- **Exercise goal**:
Which of the lines below include the word "bottle"? Pull each one out.

- **Records supplied**:
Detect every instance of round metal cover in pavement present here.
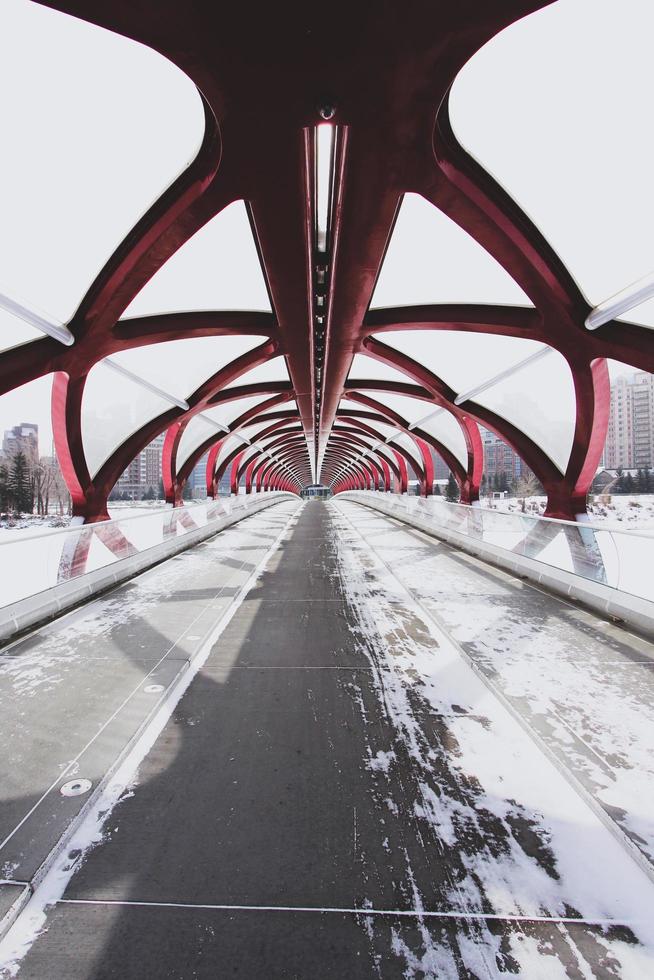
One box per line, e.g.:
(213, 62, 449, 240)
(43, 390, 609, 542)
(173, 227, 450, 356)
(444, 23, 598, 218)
(60, 778, 92, 797)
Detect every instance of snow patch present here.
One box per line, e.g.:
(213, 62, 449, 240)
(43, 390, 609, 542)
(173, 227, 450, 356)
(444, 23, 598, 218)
(367, 750, 396, 774)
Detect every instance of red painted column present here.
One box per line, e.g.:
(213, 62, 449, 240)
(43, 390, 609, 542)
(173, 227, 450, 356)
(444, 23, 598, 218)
(415, 436, 434, 496)
(546, 356, 611, 520)
(230, 451, 245, 495)
(162, 423, 187, 506)
(259, 459, 275, 490)
(458, 417, 483, 506)
(206, 440, 225, 498)
(245, 459, 257, 494)
(391, 449, 408, 494)
(52, 373, 111, 522)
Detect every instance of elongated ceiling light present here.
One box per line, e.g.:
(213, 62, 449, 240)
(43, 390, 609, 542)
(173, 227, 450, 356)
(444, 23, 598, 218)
(315, 123, 335, 253)
(198, 413, 230, 434)
(409, 407, 444, 431)
(313, 119, 336, 485)
(0, 290, 74, 346)
(105, 357, 189, 410)
(453, 346, 551, 406)
(586, 269, 654, 330)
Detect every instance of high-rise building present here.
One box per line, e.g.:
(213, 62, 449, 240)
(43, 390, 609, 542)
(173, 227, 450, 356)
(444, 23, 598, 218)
(188, 454, 208, 498)
(429, 428, 534, 486)
(115, 433, 165, 499)
(218, 471, 232, 495)
(115, 455, 145, 499)
(430, 449, 450, 481)
(144, 433, 165, 490)
(605, 372, 654, 469)
(480, 426, 533, 483)
(1, 422, 39, 466)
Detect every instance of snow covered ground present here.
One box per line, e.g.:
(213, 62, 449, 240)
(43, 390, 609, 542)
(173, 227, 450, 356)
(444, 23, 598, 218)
(479, 493, 654, 530)
(0, 514, 73, 537)
(0, 501, 181, 536)
(0, 499, 222, 542)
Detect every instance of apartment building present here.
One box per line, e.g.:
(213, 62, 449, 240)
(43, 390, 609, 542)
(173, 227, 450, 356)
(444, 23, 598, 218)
(605, 372, 654, 469)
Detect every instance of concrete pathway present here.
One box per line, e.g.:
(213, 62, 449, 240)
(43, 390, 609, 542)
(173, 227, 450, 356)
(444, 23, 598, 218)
(2, 500, 654, 978)
(0, 501, 299, 938)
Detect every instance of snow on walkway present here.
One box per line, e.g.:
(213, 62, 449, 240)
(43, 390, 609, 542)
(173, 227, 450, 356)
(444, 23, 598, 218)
(331, 499, 654, 977)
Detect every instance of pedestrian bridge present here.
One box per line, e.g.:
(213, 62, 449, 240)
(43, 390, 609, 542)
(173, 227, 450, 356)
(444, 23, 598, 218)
(1, 0, 654, 976)
(0, 495, 653, 978)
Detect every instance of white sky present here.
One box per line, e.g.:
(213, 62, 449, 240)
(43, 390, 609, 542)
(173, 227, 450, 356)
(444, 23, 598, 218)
(450, 0, 654, 328)
(0, 0, 204, 324)
(0, 375, 55, 457)
(123, 202, 271, 317)
(0, 0, 651, 463)
(371, 193, 530, 309)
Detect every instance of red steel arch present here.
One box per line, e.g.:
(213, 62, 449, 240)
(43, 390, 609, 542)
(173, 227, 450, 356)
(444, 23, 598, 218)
(0, 2, 652, 519)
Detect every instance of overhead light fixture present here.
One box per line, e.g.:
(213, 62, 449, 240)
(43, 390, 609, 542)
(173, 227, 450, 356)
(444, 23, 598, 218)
(409, 407, 444, 431)
(315, 123, 335, 253)
(585, 269, 654, 330)
(105, 358, 189, 411)
(0, 290, 74, 346)
(198, 413, 230, 434)
(453, 346, 552, 406)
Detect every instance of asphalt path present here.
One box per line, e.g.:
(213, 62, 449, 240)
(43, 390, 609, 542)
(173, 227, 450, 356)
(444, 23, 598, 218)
(5, 501, 654, 979)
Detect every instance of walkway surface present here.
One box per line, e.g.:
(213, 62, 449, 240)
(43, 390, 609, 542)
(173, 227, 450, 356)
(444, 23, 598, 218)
(1, 499, 654, 978)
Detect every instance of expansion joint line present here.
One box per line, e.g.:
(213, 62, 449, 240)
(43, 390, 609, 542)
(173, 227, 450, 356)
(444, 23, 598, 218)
(55, 898, 640, 928)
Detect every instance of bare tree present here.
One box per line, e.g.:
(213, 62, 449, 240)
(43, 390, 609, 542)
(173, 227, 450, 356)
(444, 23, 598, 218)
(36, 455, 70, 516)
(515, 474, 539, 513)
(34, 460, 54, 515)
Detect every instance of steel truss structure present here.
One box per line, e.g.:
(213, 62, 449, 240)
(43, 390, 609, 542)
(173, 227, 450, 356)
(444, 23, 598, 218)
(1, 0, 653, 521)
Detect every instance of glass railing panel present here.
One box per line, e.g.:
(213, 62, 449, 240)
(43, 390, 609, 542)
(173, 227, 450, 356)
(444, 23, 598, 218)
(344, 491, 654, 604)
(0, 493, 289, 611)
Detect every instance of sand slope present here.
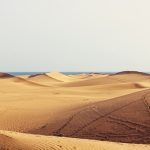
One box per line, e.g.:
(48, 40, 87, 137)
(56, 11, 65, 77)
(27, 73, 61, 86)
(32, 89, 150, 144)
(61, 76, 122, 87)
(0, 130, 149, 150)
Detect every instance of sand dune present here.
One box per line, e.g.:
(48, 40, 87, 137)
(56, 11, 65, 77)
(110, 71, 150, 82)
(62, 71, 150, 87)
(0, 130, 149, 150)
(0, 73, 144, 133)
(68, 73, 108, 80)
(28, 74, 60, 82)
(80, 82, 148, 91)
(27, 73, 61, 86)
(0, 82, 141, 133)
(0, 73, 47, 87)
(0, 72, 14, 78)
(46, 71, 79, 82)
(68, 73, 91, 79)
(0, 71, 150, 149)
(61, 76, 123, 87)
(112, 71, 150, 76)
(9, 76, 48, 87)
(39, 89, 150, 144)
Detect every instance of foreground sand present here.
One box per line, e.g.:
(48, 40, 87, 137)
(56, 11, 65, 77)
(0, 130, 149, 150)
(0, 71, 150, 149)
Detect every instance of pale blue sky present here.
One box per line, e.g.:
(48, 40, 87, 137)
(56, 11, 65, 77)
(0, 0, 150, 72)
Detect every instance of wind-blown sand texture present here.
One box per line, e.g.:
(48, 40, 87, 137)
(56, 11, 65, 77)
(0, 130, 149, 150)
(0, 71, 150, 149)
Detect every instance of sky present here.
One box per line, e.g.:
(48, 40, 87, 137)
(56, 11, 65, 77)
(0, 0, 150, 72)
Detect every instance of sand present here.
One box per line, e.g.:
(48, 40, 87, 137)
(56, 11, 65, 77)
(0, 130, 149, 150)
(0, 71, 149, 149)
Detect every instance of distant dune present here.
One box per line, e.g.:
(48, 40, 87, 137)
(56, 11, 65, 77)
(46, 71, 79, 82)
(111, 71, 150, 76)
(27, 73, 61, 86)
(0, 72, 14, 79)
(68, 73, 108, 80)
(109, 71, 150, 82)
(62, 71, 150, 87)
(61, 76, 122, 87)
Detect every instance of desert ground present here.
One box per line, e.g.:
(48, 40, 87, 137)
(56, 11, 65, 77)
(0, 71, 150, 150)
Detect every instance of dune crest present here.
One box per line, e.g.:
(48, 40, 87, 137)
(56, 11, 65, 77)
(111, 71, 150, 76)
(0, 130, 149, 150)
(46, 71, 78, 82)
(27, 73, 61, 86)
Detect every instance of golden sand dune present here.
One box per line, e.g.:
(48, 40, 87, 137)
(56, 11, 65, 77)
(68, 73, 90, 79)
(68, 73, 108, 80)
(27, 73, 61, 86)
(0, 73, 144, 133)
(113, 71, 150, 76)
(10, 77, 48, 87)
(32, 89, 150, 144)
(0, 71, 150, 149)
(0, 82, 142, 133)
(61, 76, 122, 87)
(62, 71, 150, 87)
(0, 130, 149, 150)
(46, 71, 79, 82)
(110, 71, 150, 82)
(0, 74, 47, 88)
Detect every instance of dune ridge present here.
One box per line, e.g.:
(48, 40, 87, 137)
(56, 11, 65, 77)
(46, 71, 79, 82)
(61, 71, 150, 87)
(27, 73, 61, 86)
(111, 71, 150, 76)
(28, 73, 60, 82)
(0, 130, 149, 150)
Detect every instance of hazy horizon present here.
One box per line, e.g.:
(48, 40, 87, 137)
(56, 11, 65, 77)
(0, 0, 150, 72)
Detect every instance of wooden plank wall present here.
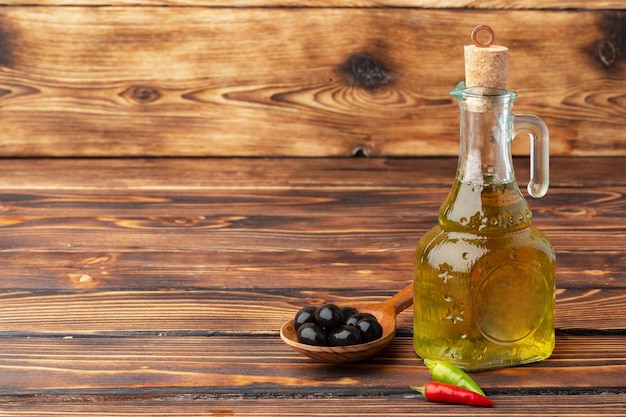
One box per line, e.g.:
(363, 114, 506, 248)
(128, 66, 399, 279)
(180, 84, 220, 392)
(0, 1, 624, 157)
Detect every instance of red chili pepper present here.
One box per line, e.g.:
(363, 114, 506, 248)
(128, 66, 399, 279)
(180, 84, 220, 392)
(411, 382, 494, 407)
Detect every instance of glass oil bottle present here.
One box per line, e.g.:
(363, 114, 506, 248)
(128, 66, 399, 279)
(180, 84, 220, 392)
(413, 26, 556, 371)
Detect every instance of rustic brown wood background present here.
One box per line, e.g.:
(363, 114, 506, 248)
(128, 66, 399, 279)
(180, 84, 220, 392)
(0, 1, 624, 157)
(0, 1, 625, 416)
(0, 156, 624, 415)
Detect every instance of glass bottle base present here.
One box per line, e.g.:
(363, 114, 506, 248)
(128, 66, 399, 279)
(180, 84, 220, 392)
(414, 331, 555, 371)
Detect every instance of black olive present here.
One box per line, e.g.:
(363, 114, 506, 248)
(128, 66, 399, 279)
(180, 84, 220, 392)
(291, 303, 382, 347)
(327, 325, 362, 346)
(340, 306, 358, 320)
(293, 306, 317, 331)
(355, 318, 383, 342)
(296, 323, 327, 346)
(345, 312, 377, 327)
(315, 304, 344, 330)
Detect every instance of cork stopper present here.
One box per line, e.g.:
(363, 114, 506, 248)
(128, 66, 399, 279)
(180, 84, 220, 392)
(464, 25, 508, 89)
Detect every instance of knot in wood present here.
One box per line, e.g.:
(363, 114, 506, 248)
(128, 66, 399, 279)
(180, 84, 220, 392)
(597, 40, 617, 68)
(345, 54, 391, 89)
(121, 86, 162, 103)
(598, 12, 626, 69)
(351, 145, 371, 157)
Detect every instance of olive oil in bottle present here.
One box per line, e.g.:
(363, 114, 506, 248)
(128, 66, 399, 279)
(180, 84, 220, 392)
(414, 175, 556, 370)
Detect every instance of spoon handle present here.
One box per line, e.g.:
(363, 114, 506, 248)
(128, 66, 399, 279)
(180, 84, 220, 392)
(387, 282, 414, 314)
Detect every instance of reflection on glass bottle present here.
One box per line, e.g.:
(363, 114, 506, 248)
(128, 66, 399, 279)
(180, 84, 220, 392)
(413, 83, 556, 371)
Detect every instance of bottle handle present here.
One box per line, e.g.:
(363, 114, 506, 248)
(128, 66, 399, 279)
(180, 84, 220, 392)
(513, 114, 550, 198)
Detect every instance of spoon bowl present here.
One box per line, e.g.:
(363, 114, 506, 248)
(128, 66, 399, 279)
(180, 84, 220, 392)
(280, 283, 414, 363)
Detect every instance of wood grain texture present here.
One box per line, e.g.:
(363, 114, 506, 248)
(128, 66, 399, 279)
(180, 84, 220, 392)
(0, 7, 624, 157)
(0, 156, 622, 189)
(0, 288, 623, 334)
(0, 0, 624, 413)
(0, 159, 621, 336)
(0, 336, 624, 391)
(1, 1, 625, 8)
(0, 156, 622, 414)
(1, 395, 625, 416)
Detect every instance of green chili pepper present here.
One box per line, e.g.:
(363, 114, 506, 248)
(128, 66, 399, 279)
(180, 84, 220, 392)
(423, 359, 486, 396)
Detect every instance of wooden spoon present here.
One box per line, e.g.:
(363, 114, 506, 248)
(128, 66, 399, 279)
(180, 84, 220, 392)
(280, 283, 414, 363)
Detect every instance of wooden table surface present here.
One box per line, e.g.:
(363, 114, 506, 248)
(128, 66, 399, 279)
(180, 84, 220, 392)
(0, 156, 624, 415)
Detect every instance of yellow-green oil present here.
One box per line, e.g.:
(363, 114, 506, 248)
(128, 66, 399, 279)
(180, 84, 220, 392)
(413, 178, 555, 371)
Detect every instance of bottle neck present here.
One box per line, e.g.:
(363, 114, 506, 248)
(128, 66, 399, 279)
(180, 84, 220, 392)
(440, 86, 531, 233)
(456, 89, 516, 185)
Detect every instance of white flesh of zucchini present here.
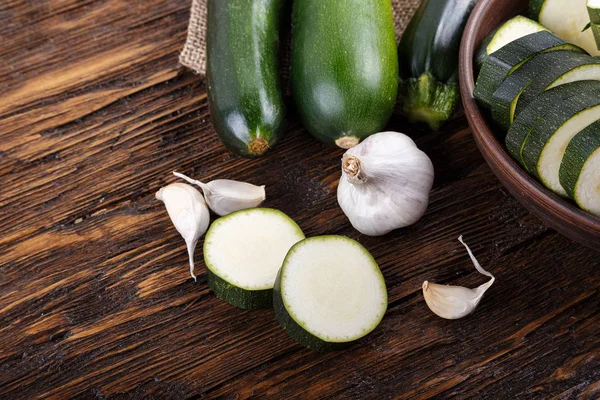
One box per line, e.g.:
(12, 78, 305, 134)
(204, 209, 305, 290)
(281, 236, 387, 342)
(576, 147, 600, 215)
(539, 105, 600, 195)
(548, 64, 600, 89)
(487, 16, 547, 55)
(539, 0, 600, 55)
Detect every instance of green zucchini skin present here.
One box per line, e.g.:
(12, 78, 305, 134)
(273, 268, 349, 352)
(206, 269, 273, 310)
(592, 24, 600, 50)
(515, 55, 600, 117)
(206, 0, 286, 157)
(559, 121, 600, 198)
(291, 0, 398, 149)
(491, 50, 595, 130)
(506, 81, 600, 170)
(529, 0, 545, 20)
(397, 0, 477, 130)
(474, 31, 579, 111)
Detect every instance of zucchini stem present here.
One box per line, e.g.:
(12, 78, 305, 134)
(400, 72, 458, 130)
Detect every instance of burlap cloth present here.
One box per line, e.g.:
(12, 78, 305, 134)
(179, 0, 422, 75)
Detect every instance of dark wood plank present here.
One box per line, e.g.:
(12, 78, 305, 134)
(1, 1, 599, 399)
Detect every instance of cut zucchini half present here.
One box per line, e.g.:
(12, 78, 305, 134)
(274, 236, 387, 352)
(515, 53, 600, 117)
(203, 208, 305, 310)
(519, 81, 600, 196)
(530, 0, 600, 56)
(491, 50, 592, 130)
(474, 30, 580, 110)
(559, 121, 600, 215)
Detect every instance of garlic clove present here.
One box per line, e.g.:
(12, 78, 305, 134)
(173, 171, 266, 216)
(156, 182, 210, 281)
(422, 236, 495, 320)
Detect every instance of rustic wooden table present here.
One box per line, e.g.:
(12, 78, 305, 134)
(1, 1, 599, 399)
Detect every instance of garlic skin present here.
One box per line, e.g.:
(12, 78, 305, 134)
(422, 236, 495, 320)
(337, 131, 434, 236)
(156, 183, 210, 281)
(173, 172, 265, 216)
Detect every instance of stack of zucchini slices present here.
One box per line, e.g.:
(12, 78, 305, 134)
(474, 16, 600, 217)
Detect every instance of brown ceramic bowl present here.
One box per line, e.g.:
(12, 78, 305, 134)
(459, 0, 600, 248)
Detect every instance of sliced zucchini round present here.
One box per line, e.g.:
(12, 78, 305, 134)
(203, 208, 305, 310)
(589, 0, 600, 24)
(506, 81, 600, 171)
(491, 50, 593, 130)
(486, 16, 548, 56)
(274, 236, 387, 352)
(519, 81, 600, 196)
(474, 30, 580, 111)
(530, 0, 600, 56)
(559, 121, 600, 215)
(515, 55, 600, 116)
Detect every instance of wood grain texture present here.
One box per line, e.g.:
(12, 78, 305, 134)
(0, 1, 598, 399)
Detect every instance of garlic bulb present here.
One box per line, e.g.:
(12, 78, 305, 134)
(173, 172, 265, 216)
(156, 183, 210, 281)
(337, 131, 434, 236)
(422, 236, 495, 320)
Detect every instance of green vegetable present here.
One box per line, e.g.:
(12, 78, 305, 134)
(397, 0, 477, 130)
(206, 0, 286, 157)
(559, 121, 600, 215)
(478, 15, 548, 67)
(203, 208, 305, 310)
(515, 55, 600, 117)
(291, 0, 398, 149)
(592, 24, 600, 49)
(274, 236, 387, 352)
(505, 81, 584, 168)
(587, 0, 600, 23)
(474, 30, 580, 111)
(491, 51, 596, 130)
(507, 81, 600, 196)
(530, 0, 600, 56)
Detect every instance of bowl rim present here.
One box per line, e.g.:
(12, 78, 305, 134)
(458, 0, 600, 233)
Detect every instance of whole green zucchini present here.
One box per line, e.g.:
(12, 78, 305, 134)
(398, 0, 478, 130)
(206, 0, 286, 157)
(291, 0, 399, 149)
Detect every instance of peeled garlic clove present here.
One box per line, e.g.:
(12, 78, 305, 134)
(422, 236, 495, 320)
(156, 183, 210, 281)
(173, 171, 265, 216)
(337, 131, 435, 236)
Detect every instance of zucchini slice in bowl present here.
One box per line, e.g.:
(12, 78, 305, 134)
(530, 0, 600, 56)
(517, 81, 600, 196)
(274, 236, 387, 352)
(559, 121, 600, 216)
(203, 208, 305, 310)
(506, 80, 600, 172)
(474, 30, 581, 110)
(481, 15, 548, 62)
(515, 55, 600, 116)
(491, 50, 594, 130)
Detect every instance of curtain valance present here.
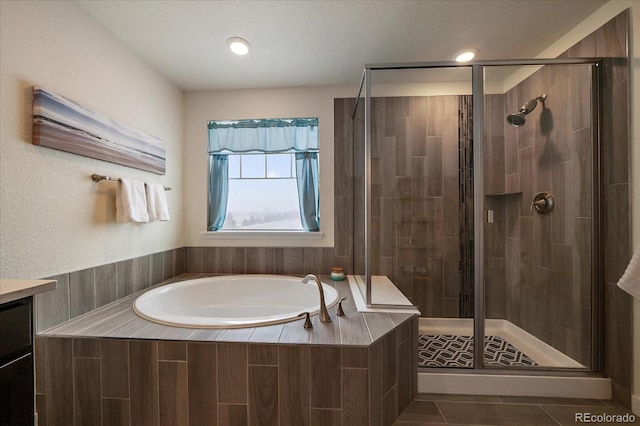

- **Response to the task**:
Detect every instance of glass oil bottle present here.
Detect every instance of glass bottle base present here.
Detect every instance of olive oil in bottle present here.
Detect every instance of reflection on glass bottle present here.
Detect every instance of bottle handle present here.
Detect every instance of bottle neck present here.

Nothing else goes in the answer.